About this task: Needed from the entries below: every line that holds the word "dark".
(Records for this exercise begins)
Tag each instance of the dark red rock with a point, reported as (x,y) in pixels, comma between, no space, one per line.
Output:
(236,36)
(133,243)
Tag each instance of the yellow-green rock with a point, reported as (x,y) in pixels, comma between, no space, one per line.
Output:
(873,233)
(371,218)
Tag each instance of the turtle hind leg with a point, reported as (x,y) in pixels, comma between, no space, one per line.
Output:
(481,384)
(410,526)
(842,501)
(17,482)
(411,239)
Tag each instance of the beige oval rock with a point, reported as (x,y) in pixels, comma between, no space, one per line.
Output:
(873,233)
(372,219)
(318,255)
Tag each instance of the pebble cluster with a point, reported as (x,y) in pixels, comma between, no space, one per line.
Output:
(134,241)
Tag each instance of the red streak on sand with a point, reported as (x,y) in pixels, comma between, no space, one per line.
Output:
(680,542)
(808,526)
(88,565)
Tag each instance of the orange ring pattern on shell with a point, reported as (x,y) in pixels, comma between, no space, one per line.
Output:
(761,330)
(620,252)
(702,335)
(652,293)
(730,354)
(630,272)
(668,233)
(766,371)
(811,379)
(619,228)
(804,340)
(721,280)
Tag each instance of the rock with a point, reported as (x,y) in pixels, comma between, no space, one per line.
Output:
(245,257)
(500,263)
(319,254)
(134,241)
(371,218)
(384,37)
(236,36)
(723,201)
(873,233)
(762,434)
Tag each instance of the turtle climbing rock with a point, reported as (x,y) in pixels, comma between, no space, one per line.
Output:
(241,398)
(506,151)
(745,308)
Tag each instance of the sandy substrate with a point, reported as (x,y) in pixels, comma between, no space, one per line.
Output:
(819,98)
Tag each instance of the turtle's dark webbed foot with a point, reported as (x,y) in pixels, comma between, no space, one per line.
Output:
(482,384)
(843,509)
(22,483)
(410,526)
(Records for this exercise ends)
(Records for this exercise begins)
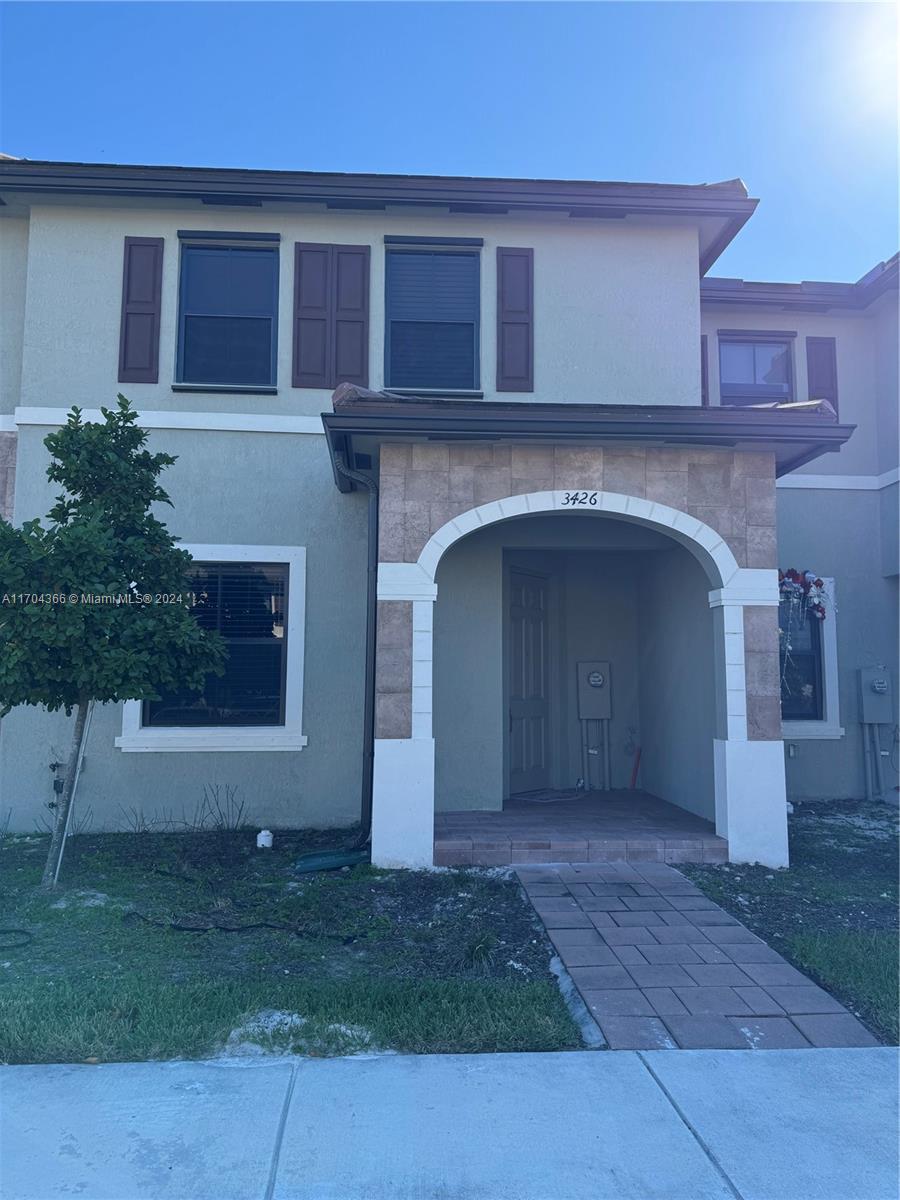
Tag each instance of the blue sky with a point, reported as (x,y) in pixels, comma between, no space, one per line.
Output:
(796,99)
(Records for this exercise ends)
Solution:
Tag each instance of the dark red rock with a point, reported as (x,y) in pixels, comma between, no space, one per line.
Tag each instance of the turtle's dark webbed foot with a point, reported as (x,y) in pixels, comma between, no space, one per line.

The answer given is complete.